§ **Document extract**

PITTSFIELD — In a sober message to parents, students and staff members on Wednesday, Pittsfield schools Superintendent Joseph Curtis warned that the day may soon be approaching when the district will need to close a school — or all schools — due to rising numbers of COVID cases throughout the district.
But should that day come, he said, any missed days would be made up later in-person rather than returning to a remote learning model.
During the 3-minute video message sent out shortly after 11 a.m., Curtis told families that any closures would likely be the result of increasing cases among staff members that could “interfere with our ability to safely supervise students.”
“Our school leaders, teachers and support staff clearly understand how school closure or remote learning has impacted our students and staff,” he said. “I can assure you that our entire staff is going above and beyond to keep our schools open.”
The superintendent said in his message to families that if the need arises for an emergency closure, the school will treat the closure like a snow or weather day and make up the time away from school at the end of the year.

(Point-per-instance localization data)
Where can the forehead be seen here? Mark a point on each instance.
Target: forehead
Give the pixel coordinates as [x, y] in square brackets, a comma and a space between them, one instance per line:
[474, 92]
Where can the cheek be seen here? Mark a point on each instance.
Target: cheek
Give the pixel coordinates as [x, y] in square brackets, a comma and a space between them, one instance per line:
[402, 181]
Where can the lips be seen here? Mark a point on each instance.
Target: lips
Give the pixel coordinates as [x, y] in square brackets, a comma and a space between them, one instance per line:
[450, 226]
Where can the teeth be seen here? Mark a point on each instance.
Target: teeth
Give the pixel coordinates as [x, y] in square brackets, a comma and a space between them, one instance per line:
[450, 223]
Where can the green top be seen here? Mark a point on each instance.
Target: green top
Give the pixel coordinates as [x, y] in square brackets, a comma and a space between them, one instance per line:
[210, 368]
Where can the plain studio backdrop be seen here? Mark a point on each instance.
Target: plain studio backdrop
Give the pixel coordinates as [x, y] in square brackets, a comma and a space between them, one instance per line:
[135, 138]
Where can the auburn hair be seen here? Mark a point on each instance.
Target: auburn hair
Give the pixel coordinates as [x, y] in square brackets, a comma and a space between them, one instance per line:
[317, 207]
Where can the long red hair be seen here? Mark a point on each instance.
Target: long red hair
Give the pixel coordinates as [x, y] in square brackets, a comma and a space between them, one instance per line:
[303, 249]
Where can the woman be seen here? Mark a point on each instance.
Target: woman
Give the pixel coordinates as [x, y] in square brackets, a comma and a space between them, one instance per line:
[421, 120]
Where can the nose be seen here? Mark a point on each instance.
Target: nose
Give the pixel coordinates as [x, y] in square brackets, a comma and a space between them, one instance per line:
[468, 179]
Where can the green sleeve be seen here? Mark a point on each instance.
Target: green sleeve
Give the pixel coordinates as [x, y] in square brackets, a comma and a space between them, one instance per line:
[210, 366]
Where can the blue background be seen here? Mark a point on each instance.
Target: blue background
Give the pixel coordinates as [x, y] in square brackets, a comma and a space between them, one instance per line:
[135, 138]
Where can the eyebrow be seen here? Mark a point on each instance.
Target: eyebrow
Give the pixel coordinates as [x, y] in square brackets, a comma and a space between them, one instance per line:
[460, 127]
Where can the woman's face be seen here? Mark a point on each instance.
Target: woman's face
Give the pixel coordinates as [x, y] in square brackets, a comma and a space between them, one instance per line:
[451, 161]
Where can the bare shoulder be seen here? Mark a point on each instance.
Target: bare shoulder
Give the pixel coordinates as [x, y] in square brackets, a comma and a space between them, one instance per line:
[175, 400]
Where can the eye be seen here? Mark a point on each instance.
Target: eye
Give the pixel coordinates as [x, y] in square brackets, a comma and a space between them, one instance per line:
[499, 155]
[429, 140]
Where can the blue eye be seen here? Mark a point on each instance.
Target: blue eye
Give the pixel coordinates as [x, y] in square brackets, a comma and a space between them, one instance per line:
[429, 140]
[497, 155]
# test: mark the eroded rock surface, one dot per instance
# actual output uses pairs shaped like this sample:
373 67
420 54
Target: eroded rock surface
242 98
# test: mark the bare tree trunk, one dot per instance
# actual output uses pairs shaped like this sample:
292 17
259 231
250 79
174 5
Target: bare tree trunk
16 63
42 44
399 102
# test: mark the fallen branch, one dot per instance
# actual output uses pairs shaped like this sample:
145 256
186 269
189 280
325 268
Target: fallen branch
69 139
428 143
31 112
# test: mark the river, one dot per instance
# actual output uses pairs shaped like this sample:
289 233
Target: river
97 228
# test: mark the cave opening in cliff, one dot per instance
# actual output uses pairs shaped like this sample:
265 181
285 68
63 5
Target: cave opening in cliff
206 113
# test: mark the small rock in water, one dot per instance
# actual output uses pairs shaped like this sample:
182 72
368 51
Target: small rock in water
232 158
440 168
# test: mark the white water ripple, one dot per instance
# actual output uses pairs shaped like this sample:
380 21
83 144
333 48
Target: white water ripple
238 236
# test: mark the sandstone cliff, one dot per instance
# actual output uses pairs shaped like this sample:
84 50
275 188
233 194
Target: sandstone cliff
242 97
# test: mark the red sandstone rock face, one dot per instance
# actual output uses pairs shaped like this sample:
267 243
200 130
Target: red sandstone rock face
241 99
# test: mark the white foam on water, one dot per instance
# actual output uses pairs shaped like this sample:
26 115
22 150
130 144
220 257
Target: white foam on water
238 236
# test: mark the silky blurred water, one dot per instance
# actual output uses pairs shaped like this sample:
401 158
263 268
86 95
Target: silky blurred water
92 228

§ **What this task involves**
In the Pittsfield schools article, which groups does Superintendent Curtis say "clearly understand how school closure or remote learning has impacted our students and staff"? List them all.

§ **Solution to this problem**
- School leaders
- Teachers
- Support staff